Из «Записок» М.А. Фонвизина: «Мой покойный отец рассказывал мне, что в 1773 или 1774 году, когда цесаревич Павел достиг совершеннолетия и женился на дармштадтской принцессе, названной Натальей Алексеевной, граф Н.И. Панин, брат его фельдмаршал П.И. Панин, княгиня Е.Р. Дашкова, князь Н.В. Репнин, кто‑то из архиереев, чуть ли не митрополит Гавриил, и многие из тогдашних вельмож и гвардейских офицеров вступили в заговор с целью свергнуть с престола царствующую без права Екатерину II и вместо нее возвести совершеннолетнего ее сына. Павел Петрович знал об этом, согласился принять предложенную ему Паниным конституцию, утвердил ее своей подписью и дал присягу в том, что, воцарившись, не нарушит этого коренного государственного закона, ограничивающего самодержавие. Душою заговора была супруга Павла, в.к. Наталья Алексеевна, тогда беременная. При графе Панине были доверенными секретарями Д.И. Фонвизин и Бакунин (Петр Васильевич), Оба участники в заговоре. Бакунин из честолюбивых, своекорыстных видов решился быть предателем. Он открыл любовнику императрицы Г.Г. Орлову все обстоятельства заговора и всех участников — стало быть, это сделалось известным и Екатерине. Она позвала к себе сына и гневно упрекала ему его участие в замыслах против нее. Павел испугался, принес матери повинную и список заговорщиков. Она сидела у камина и, взяв список, не взглянув на него, бросила бумагу в камин и сказала: „Я не хочу и знать, кто несчастные“. Она знала всех по доносу изменника Бакунина. Единственною жертвою заговора была великая княгиня. Полагали, что ее отравили или извели другим образом. Из заговорщиков никто не погиб. Екатерина никого из них не преследовала. Граф Панин был удален от Павла с благоволительным рескриптом… Брат его фельдмаршал и княгиня Дашкова оставили двор и переселились в Москву. Князь Репнин уехал в свое наместничество в Смоленск; а над прочими заговорщиками учинили тайный надзор…»

Если это правда — то здесь уже на болтовня безусых корнетов, все гораздо серьезнее… А собственно, почему бы этой истории и не быть правдой? Ничего невероятного в ней нет, наоборот, по меркам того столетия она буднична, тривиально, скучна даже. И оттого вполне может оказаться правдой.

А кроме заговоров, у Екатерины была еще одна головная боль — муженек Петр Федорович.

Покойник оказался очень беспокойным и ни за что не желал смирненько лежать в роскошной гробнице. Он бродил по стране, что ни год раздваиваясь, растраиваясь, размножаясь в вовсе уж невероятных количествах…

Я так и не выяснил, сколько же было всего Петров Федоровичей, объявившихся на просторах Российской Империи. Бегло перелистав три‑четыре книги по истории, с маху отыскал их десятка два в России и двоих на Балканах (это помимо Степана Малого и Лжестепана‑Лжепетра). И махнул рукой. Петров Федоровичей было множество. Время от времени среди этой оравы промелькивали Иоанны Антоновичи и даже Алексей Петрович с Петром II.

Собранные данные
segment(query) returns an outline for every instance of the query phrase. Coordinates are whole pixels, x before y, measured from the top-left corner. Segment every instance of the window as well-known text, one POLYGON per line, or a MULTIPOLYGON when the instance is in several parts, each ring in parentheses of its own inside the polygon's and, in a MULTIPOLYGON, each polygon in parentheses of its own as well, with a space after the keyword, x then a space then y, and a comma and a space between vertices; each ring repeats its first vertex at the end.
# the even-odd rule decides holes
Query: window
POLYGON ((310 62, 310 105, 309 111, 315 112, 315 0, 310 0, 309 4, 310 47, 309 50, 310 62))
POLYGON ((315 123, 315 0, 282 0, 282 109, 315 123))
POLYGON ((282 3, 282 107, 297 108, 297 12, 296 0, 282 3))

→ **Задания**
[a] Определите, соответствуют ли тексту для чтения утверждения ниже. На каждое ответьте «да» или «нет» и приведите дословно решающие слова текста.
(i) Екатерина прочитала список заговорщиков, который принес ей Павел.
(ii) Бакунин раскрыл обстоятельства заговора Г.Г. Орлову.
(iii) После раскрытия заговора князь Репнин переселился в Москву.
[b] Выведите без изменений фрагмент текста для чтения, начинающийся со слов «Я так и не выяснил, сколько» и продолжающийся вплоть до слов «с Петром II.» включительно.
[c] Ответьте по тексту для чтения на вопросы:
(i) На ком женился цесаревич Павел?
(ii) Кто был доверенными секретарями при графе Панине?
(iii) Сколько Петров Федоровичей отыскалось на Балканах?

→ **Решения заданий**
[a]
(i) Нет: «взяв список, не взглянув на него, бросила бумагу в камин»
(ii) Да: «Он открыл любовнику императрицы Г.Г. Орлову все обстоятельства заговора и всех участников»
(iii) Нет: «Князь Репнин уехал в свое наместничество в Смоленск»

[b]
Я так и не выяснил, сколько же было всего Петров Федоровичей, объявившихся на просторах Российской Империи. Бегло перелистав три‑четыре книги по истории, с маху отыскал их десятка два в России и двоих на Балканах (это помимо Степана Малого и Лжестепана‑Лжепетра). И махнул рукой. Петров Федоровичей было множество. Время от времени среди этой оравы промелькивали Иоанны Антоновичи и даже Алексей Петрович с Петром II.

[c]
(i) На дармштадтской принцессе, названной Натальей Алексеевной.
(ii) Д.И. Фонвизин и Бакунин (Петр Васильевич).
(iii) Двое.